* _Page text_
______
Prices in African agricultural markets fluctuate a lot: “Grain prices in major markets regularly” rise “by 25-40% between the harvest and lean seasons, and often more than 50% in more isolated markets.” To an economist, this looks like a massive missed opportunity: Why don’t farmers just hold onto their harvested grain and sell at a much higher price during the lean season?
According to new work by researchers Burke, Bergquist, and Miguel, farmers in Kenya lack access to credit or savings opportunities, and so they “report selling their grain at low post-harvest prices to meet urgent cash needs (e.g., to pay school fees). To meet consumption needs later in the year, many then end up buying back grain from the market a few months after selling it.” It’s like the grain market is a very expensive source of short-term loans.
Can microcredit help? Offering farmers a loan at harvest led them to sell less at harvest time and to sell more grain later, when prices were higher. “The loan produces a return on investment of 28% over a roughly nine month period.”
That’s great for the farmer who benefits from the microloan, but how does it affect other farmers? The researchers varied how many farmers in a given community received the loan offers. In communities where lots of farmers took the loans, those farmers still sell less at harvest time, but the profitability of the loans is lower. Why? With fewer farmers selling off their grain at harvest, prices don’t jump around so much over time, so the benefits of waiting to sell are lower.
______
* _Records_
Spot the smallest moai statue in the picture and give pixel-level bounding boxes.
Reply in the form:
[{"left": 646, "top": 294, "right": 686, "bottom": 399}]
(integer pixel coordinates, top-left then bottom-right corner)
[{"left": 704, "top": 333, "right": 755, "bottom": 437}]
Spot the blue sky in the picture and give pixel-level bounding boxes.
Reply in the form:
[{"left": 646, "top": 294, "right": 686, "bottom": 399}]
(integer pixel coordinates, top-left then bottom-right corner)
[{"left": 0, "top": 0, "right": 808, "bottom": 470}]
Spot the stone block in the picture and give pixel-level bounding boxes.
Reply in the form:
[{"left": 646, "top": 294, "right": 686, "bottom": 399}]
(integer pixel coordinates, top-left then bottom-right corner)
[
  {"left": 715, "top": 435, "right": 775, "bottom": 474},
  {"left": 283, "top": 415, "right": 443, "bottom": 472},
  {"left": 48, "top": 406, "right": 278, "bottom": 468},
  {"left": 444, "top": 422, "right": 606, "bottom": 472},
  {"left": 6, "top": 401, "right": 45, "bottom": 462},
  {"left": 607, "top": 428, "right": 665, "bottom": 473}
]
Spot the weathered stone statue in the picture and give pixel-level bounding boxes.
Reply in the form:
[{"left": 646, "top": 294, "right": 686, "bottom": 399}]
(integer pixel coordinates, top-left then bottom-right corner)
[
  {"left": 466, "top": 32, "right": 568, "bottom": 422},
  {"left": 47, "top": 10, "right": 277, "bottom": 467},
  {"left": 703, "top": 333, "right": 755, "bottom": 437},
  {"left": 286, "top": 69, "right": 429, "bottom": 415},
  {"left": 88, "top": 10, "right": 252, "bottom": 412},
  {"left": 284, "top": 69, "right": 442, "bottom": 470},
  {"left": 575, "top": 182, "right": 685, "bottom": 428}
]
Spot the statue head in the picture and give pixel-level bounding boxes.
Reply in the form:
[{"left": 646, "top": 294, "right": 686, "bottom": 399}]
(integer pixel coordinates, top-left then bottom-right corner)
______
* _Assignment 1_
In the text on grain prices and microloans in Kenya, put this sentence into Spanish: "The researchers varied how many farmers in a given community received the loan offers."
* _Assignment 2_
Carry on the text about grain prices and microloans in Kenya, starting after its final sentence.

* _Task response 1_
Los investigadores variaron cuántos agricultores de una comunidad determinada recibieron las ofertas de préstamo.

* _Task response 2_
But here’s where it gets really interesting. Farmers who don’t take out the loans also benefit from more stable prices. When they need to sell some grain in order to pay school fees, they don’t have to worry as much about low prices right after harvest. Simple calculations suggest that in areas with lots of microloans, more than half of the benefits go to people who don’t even participate in the loan program.
When the gains of an investment aren’t all captured by the investor, it’s a positive externality. Think of vaccines: your kid gets vaccinated, and other, unvaccinated kids benefit as well because they won’t catch an illness from your kid. If you value keeping your kid healthy at $100 and the price of the vaccine is $125, then you won’t get it, even if the benefits to other kids make the $125 a good price overall. That’s why many governments subsidize vaccines.
In the same way, a private microcredit agency will give loans when the expected profit is sufficiently high. But because some of the gains of these harvest microloans go to nonborrowers – the neighbors who benefit from fewer price fluctuations – the private agency may give fewer loans than would be beneficial to society. As the researchers say, this “may provide some incentive for public provision of such products.” Just like societies subsidize vaccines, they may want to try and test subsidizing microcredit at the harvest season.